[Start of Source document]

By Bernard E. Harcourt
I would be sitting in a special locked isolation cell, sometimes even with the lock welded shut, and there would be no one to talk to – just the sound of screaming voices. And because there is no human contact, you depend on books. No contact with people. Special lock welded on the door. Nobody around. I’m strictly by myself. The only friend I had was a book. Sometimes I find myself talking out loud to the author. I’d sort of wake myself up and I’d hear myself talking to this other person. I guess it was like some kind of wish fulfillment. When I’m asleep at night, I still find myself talking to those guys.
— George Jackson[1]
Those authors, George Jackson listed them: the Black Panthers, Kwame Nkrumah, Patrice Lumumba, Marx, Mao, Lenin, Trotsky—all, worldly, revolutionary philosophers.[2] Albert Woodfox recounted them as well: George Jackson, Frantz Fanon, Malcolm X, Marcus Garvey, Steve Biko, Eldridge Cleaver, J.A. Rogers—and Mao’s Little Red Book, Ho Chi Minh, and other revolutionary thinkers.[3] Their writings created revolutionary cycles that regenerate critique and praxis in and outside the prison.

[End of Source document]

■ What the exercise asks ■
Answer these questions from the passage on prison reading above:
1. Whose name appears in the byline?
2. What was the only friend the speaker in the quoted passage had?
3. Which book by Mao did Albert Woodfox name?

[Start of Provided data]

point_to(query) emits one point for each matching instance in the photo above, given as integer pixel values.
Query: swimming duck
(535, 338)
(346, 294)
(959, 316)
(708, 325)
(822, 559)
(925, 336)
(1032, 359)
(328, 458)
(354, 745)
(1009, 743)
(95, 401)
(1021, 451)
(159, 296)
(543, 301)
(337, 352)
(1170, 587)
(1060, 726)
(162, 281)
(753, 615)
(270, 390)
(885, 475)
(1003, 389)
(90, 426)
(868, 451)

[End of Provided data]
[Start of Provided data]

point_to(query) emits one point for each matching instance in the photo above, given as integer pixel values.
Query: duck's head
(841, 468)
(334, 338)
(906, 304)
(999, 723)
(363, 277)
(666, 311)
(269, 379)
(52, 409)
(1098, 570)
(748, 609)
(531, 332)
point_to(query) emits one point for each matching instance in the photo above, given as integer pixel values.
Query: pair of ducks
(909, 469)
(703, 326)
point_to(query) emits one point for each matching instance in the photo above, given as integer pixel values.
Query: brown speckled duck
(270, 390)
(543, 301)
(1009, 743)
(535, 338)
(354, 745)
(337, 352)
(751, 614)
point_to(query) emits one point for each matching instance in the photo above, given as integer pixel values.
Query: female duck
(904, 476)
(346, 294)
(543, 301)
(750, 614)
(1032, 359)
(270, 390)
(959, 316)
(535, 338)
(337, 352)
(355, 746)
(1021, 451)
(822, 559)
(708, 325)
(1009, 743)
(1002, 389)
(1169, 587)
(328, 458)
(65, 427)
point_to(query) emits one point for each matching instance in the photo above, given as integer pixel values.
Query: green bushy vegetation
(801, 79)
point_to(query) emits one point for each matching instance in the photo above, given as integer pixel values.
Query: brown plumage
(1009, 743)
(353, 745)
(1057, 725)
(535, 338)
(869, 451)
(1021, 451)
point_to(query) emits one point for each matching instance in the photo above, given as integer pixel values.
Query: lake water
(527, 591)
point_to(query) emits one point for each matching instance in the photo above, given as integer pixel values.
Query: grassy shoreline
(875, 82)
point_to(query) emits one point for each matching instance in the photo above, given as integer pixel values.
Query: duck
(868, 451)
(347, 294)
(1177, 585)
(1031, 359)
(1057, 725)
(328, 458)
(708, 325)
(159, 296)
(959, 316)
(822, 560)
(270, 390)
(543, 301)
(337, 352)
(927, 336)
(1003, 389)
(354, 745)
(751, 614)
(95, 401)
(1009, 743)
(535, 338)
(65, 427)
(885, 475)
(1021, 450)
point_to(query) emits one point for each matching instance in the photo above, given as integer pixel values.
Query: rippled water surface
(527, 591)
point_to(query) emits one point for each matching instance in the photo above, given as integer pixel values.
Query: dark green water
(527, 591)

[End of Provided data]

■ Result ■
1. Bernard E. Harcourt
2. A book
3. The Little Red Book